Estas vivências, principalmente junto aos grupamentos populacionais nas suas diversidades têm oportunizado problematizações para os estudantes diante o modelo pedagógico a que estão submetidos (hegemonicamente prescritivo e higienista), as relações assimétricas e autoritárias que se dão tanto no processo educativo como o assistencial que são reproduzidas acriticamente na formação, a leitura reducionista das situações que se apresentam nos cenários de prática / estágio, o refgime de verdade (racionalidade biomédica) aderido à biopolítica (controle dos corpos), a  ciência (normal) médica vista preponderantemente de forma apolítica e ahistórica e outras limitações invisibilizadas. A percepção da implicação das ciências modernas, que ainda permeiam as universidades contemporâneas, com perspectivas colonizadoras (européias e norte americanas), o apagamento de outras cosmologias e epistemologias e o respectivo interesse na apropriação e exploração de biomas e populações dos territórios ditos periféricos / atrasados, pode produzir deslocamentos à "práxis da comunidade universitária" e respectiva "cultura formativa".

No primeiro semestre de 2021, o Coletivo Sumaúma, junto a docentes e estudantes de outras instituições formativas públicas do RJ e profissionais de saúde (Coordenação de Equidade em Saúde para Populações Específicas da Secretaria Estadual de Saúde do RJ), iniciou a cartografia (remota devido à situação pandêmica), estabelecendo contato com mestres tradiconais e cuidadores populares para a construção do I Encontro Estadual Raízes RJ. No preparo para tal, os estudantes estiveram em rodas de conversas formativas no exercício de integrar conhecimentos antropológicos, políticos, históricos, ambientais / territoriais, na compreensão dinâmica dos processos que acionam a interculturalidade crítica. Foram enfrentadas dificuldades comunicacionas agravadas ainda mais com a pandemia. A utilização de ferramentas remotas no contato com as pessoas nos territórios tradicionais, que em maioria,  não dispunham dos recursos necessários, exigiu muita dedicação e criatividade da parte de todes. Apesar de todos os percalços, foi possível compor uma rede inicial de mestres/as tradicionais (reconhecidos pelas suas comunidades) e com eles/elas, organizar e realizar o evento que teve relevante expressão social

A ocupação de territórios de ensino nos cursos da saúde trilhando pontes destes com cursos de artes, ciências sociais, humanidades e outros (superando fragmentações encarceradas na modernidade) e a vitalização de componentes sensíveis da educação que foram sendo alijados no processo de objetivação das ditas ciências “normais” são alinhamentos essenciais à formação de um/uma cuidador/a.

● ● ● ●

● **Tarefas a realizar**:
1. Traduza para o inglês esta frase do trecho: "No preparo para tal, os estudantes estiveram em rodas de conversas formativas no exercício de integrar conhecimentos antropológicos, políticos, históricos, ambientais / territoriais, na compreensão dinâmica dos processos que acionam a interculturalidade crítica."
2. Segundo o trecho, quando o Coletivo Sumaúma iniciou a cartografia?

Itens de um conjunto de dados:
● ● ● ●

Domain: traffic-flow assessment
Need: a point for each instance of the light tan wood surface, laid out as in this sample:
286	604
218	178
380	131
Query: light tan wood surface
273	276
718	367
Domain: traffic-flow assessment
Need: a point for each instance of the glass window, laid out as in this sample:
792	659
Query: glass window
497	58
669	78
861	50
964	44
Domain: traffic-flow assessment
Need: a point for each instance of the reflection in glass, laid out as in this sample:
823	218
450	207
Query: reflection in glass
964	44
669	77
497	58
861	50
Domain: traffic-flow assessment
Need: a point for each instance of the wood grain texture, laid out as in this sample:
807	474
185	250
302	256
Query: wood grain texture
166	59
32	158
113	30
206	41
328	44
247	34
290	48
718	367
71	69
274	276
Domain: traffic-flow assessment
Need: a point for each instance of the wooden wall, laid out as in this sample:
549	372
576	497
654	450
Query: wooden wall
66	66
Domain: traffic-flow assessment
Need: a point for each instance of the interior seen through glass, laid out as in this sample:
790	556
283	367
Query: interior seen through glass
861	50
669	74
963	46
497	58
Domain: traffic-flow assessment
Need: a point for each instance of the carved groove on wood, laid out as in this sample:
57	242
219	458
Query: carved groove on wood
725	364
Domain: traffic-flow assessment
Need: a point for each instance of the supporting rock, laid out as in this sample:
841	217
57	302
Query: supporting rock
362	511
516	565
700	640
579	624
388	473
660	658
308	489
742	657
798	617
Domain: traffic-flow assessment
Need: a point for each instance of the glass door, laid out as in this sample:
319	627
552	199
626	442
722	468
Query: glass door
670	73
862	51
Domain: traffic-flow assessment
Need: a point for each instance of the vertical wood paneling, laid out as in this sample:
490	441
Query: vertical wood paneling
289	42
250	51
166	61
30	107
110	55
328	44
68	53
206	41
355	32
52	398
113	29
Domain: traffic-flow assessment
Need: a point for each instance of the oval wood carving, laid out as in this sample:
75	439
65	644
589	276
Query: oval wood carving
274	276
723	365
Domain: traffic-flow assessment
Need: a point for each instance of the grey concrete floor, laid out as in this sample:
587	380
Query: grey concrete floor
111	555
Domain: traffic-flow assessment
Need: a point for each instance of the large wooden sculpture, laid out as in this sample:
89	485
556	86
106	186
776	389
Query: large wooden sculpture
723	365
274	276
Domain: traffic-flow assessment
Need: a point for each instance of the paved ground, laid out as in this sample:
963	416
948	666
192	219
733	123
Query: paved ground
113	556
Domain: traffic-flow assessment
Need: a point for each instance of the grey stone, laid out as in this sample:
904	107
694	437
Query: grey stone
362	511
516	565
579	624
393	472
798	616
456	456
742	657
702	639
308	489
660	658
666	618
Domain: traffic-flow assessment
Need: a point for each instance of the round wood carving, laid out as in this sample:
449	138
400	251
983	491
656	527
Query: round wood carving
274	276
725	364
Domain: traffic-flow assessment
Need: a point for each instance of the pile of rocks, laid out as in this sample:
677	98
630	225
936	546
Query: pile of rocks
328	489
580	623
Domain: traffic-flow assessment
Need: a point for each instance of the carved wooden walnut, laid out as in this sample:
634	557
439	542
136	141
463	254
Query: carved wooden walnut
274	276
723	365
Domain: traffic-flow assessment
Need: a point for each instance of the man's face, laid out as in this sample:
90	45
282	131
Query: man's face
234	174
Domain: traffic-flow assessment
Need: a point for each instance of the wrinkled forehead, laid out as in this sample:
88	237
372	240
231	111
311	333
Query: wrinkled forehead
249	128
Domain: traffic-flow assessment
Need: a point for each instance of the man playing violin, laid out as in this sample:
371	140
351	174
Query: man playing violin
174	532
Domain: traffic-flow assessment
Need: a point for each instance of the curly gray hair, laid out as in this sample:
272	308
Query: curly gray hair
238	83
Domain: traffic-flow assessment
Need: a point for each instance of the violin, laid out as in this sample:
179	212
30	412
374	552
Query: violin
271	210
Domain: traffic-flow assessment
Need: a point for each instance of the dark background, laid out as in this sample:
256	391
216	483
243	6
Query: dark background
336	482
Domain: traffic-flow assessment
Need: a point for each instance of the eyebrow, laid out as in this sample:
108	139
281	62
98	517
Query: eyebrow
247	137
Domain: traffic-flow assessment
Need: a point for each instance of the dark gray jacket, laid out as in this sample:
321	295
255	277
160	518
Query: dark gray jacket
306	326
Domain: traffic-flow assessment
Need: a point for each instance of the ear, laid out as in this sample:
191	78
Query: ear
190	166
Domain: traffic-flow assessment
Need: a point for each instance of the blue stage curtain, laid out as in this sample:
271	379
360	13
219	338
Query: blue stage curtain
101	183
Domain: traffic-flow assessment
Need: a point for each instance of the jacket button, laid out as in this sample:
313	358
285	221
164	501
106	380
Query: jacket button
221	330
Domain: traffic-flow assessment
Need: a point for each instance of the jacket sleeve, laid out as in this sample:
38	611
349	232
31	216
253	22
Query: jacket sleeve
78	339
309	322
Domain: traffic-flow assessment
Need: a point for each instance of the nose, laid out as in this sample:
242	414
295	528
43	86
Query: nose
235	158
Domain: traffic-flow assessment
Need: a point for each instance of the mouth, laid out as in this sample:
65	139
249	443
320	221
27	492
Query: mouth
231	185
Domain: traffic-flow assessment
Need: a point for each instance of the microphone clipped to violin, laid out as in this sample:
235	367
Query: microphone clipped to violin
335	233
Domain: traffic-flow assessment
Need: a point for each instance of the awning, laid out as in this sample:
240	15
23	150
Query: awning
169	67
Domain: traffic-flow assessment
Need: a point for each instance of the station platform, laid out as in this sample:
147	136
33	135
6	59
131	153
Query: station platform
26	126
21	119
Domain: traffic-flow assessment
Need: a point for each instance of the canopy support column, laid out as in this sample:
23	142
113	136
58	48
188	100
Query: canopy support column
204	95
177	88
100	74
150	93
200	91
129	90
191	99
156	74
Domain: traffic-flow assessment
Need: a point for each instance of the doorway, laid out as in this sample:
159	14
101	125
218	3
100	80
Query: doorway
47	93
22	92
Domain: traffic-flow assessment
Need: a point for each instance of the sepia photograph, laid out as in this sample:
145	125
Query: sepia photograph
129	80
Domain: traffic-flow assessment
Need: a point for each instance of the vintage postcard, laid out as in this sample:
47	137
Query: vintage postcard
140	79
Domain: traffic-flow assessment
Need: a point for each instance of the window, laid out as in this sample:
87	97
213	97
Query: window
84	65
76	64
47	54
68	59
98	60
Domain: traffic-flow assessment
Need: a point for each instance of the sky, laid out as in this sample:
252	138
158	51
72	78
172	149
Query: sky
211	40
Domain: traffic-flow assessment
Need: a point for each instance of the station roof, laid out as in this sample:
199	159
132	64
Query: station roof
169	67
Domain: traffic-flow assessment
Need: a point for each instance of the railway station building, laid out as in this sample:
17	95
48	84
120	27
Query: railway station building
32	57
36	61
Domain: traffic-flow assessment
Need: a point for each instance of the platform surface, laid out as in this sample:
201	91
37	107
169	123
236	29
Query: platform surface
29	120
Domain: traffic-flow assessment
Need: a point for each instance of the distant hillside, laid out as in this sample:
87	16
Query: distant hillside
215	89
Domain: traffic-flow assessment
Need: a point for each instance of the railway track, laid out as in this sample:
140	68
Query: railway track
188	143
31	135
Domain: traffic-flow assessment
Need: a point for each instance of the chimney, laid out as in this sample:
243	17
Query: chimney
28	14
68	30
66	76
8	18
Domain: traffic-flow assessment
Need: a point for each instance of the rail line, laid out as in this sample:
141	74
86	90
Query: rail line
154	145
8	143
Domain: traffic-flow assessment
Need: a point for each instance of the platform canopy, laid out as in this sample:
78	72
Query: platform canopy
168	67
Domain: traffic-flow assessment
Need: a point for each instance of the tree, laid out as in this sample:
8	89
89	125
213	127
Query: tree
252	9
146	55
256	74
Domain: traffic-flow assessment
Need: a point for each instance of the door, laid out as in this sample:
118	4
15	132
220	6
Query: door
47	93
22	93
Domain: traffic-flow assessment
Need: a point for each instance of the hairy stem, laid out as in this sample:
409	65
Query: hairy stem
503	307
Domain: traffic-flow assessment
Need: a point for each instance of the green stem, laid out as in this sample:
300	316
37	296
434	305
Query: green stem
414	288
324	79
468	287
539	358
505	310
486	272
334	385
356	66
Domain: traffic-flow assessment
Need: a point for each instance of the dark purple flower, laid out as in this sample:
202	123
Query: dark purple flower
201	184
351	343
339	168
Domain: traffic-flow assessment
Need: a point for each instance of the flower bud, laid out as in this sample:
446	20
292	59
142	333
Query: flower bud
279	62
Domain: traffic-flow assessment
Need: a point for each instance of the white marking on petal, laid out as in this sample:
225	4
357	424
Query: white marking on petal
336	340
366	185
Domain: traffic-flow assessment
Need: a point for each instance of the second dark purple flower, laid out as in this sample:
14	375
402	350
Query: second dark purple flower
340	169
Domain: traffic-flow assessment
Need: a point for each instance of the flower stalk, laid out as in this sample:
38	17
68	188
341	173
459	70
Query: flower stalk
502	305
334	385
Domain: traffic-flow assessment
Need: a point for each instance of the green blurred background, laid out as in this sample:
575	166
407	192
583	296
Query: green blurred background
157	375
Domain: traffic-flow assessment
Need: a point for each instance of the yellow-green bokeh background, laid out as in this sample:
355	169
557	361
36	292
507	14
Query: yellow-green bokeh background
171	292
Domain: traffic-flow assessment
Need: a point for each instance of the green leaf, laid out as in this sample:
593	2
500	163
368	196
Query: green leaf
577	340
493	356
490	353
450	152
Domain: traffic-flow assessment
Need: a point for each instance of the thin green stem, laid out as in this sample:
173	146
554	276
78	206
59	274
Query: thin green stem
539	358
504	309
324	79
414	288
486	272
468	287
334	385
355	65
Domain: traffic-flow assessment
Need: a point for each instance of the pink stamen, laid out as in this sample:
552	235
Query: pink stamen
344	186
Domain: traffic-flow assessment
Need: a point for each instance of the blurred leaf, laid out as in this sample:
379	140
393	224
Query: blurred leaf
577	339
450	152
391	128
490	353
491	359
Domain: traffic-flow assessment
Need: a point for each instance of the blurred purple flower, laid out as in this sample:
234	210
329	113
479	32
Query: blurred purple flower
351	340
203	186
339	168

● ● ● ●

● **Tarefas resolvidas**:
1. In preparation for this, the students took part in formative conversation circles in the exercise of integrating anthropological, political, historical, and environmental/territorial knowledge, in the dynamic understanding of the processes that set critical interculturality in motion.

2. No primeiro semestre de 2021.